Le Conseil d'État attire également l'attention sur l'article 33 de la Constitution et déclare: « L'introduction de la possibilité d'adopter un décret conjoint ou un décret et ordonnance conjoints en tant que nouveau type de norme est une modification à ce point importante du cadre institutionnel dans lequel les communautés et régions interviennent qu'elle doit être prévue expressément par la Constitution même ou à tout le moins en vertu de celle-ci.

Si l'intention des auteurs de la proposition était de créer un tel instrument, une révision de la Constitution serait donc nécessaire. Dans ce cas, la proposition de loi spéciale ne peut dès lors pas se concrétiser. » (observation nº 6).

Cela a le mérite d'être extrêmement clair, selon M. Laeremans, qui ajoute que cet avis du Conseil d'État est le plus tranchant qu'il ait jamais lu à ce jour. Il est dès lors curieux de connaître la réponse du secrétaire d'État face à toutes ces observations.

M. Delpérée constate que M. Laeremans a une lecture très sélective de l'avis du Conseil d'État. Ce dernier entrevoit deux possibilités: « soit le décret conjoint ou le décret et ordonnance conjoints constituent un seul acte normatif pris par deux assemblées parlementaires qui interviennent en quelque sorte en tant que pouvoir législatif conjoint, soit il convient de considérer le décret conjoint ou le décret et ordonnance conjoints comme deux ou plusieurs décrets ou ordonnances ayant identiquement le même contenu, qui sont adoptés par deux ou plusieurs pouvoirs décrétaux ou ordonnanciels agissant séparément. » (observation nº 2).

En ce qui concerne la première option, le Conseil d'État formule, il est vrai, de sérieuses objections. S'agissant de la deuxième option, en revanche, le Conseil d'État déclare que le décret conjoint ou le décret et l'ordonnance conjoints « pourraient effectivement être considérés, sous certaines conditions, comme une nouvelle « forme de coopération » pouvant s'inscrire dans le cadre institutionnel existant. » (observation nº 7). M. Delpérée estime que la lecture sélective de l'avis du Conseil d'État, comme celle à laquelle procède M. Laeremans, relève de la malhonnêteté intellectuelle.

M. Vanlouwe estime que le nouvel instrument de coopération que l'on introduit ici ne simplifie pas les choses, loin s'en faut. Ce que l'on veut faire en réalité, c'est imposer une nouvelle norme pour des matières défédéralisées en permettant l'adoption de décrets conjoints. Pourquoi n'a-t-on pas simplement fait le choix de refédéraliser certaines matières ? Son parti y est, évidemment, farouchement opposé, mais les choses auraient été plus claires. Au final, on aboutira au même résultat puisque l'on crée un nouvel instrument de coopération pour des compétences des communautés et des régions, qui devront alors être intégralement harmonisées.
____________
- _Objectif énoncé A_
Répondez à ces questions sur l'extrait consacré à l'avis du Conseil d'État :
(i) Selon le Conseil d'État, que faudrait-il si les auteurs de la proposition voulaient créer un tel instrument ?
(ii) Comment M. Delpérée qualifie-t-il une lecture sélective de l'avis comme celle de M. Laeremans ?
(iii) Quel choix M. Vanlouwe aurait-il jugé plus clair que le nouvel instrument de coopération ?
- _Objectif énoncé B_
Reproduisez le passage de l'extrait sur l'avis du Conseil d'État qui commence par « Cela a le mérite » et se poursuit jusqu'à « toutes ces observations. ».
____________
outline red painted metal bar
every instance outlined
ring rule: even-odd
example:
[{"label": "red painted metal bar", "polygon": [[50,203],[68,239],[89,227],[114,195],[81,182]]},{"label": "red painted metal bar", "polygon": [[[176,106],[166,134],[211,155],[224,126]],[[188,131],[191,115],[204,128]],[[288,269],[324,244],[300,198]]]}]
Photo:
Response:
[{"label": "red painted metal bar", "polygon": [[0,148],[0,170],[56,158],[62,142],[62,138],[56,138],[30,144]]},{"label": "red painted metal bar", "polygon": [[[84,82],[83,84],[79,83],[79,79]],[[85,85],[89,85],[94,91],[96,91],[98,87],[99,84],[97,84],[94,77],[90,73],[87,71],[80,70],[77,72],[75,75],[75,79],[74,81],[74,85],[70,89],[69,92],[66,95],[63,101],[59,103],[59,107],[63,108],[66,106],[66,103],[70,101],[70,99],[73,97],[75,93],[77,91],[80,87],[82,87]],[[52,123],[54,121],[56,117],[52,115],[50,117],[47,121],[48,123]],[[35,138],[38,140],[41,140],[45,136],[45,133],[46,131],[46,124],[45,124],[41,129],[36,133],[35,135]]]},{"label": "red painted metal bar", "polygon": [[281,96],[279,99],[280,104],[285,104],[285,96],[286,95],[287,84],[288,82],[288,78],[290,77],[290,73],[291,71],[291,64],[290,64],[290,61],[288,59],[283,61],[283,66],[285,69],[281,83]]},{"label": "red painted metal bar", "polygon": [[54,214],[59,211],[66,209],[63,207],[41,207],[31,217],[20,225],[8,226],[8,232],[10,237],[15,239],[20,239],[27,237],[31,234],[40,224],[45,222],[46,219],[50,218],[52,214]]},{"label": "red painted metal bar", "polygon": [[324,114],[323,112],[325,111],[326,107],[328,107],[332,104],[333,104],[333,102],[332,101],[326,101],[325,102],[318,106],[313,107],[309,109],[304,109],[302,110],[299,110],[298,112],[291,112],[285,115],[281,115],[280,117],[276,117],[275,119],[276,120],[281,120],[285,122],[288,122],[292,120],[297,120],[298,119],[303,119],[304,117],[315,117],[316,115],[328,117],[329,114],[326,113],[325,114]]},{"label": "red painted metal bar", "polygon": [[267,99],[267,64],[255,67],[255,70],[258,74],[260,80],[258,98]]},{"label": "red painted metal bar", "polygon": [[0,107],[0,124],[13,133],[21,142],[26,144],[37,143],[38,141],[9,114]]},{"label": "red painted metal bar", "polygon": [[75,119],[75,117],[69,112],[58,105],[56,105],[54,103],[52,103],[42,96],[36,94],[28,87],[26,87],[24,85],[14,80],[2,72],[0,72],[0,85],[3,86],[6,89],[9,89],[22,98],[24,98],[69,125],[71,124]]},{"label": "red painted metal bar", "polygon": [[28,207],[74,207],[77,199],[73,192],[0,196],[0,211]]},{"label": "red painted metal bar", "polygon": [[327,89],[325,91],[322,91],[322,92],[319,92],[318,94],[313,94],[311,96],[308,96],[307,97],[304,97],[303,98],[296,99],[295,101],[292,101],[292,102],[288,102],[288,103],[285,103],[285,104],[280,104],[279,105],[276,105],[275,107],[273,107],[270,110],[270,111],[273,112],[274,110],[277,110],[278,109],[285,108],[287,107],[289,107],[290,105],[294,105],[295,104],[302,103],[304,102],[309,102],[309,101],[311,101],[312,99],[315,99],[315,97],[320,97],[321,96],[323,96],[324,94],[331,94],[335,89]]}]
____________
- _Réponse A_
(i) Une révision de la Constitution.
(ii) Il estime qu'elle relève de la malhonnêteté intellectuelle.
(iii) Refédéraliser certaines matières.

- _Réponse B_
Cela a le mérite d'être extrêmement clair, selon M. Laeremans, qui ajoute que cet avis du Conseil d'État est le plus tranchant qu'il ait jamais lu à ce jour. Il est dès lors curieux de connaître la réponse du secrétaire d'État face à toutes ces observations.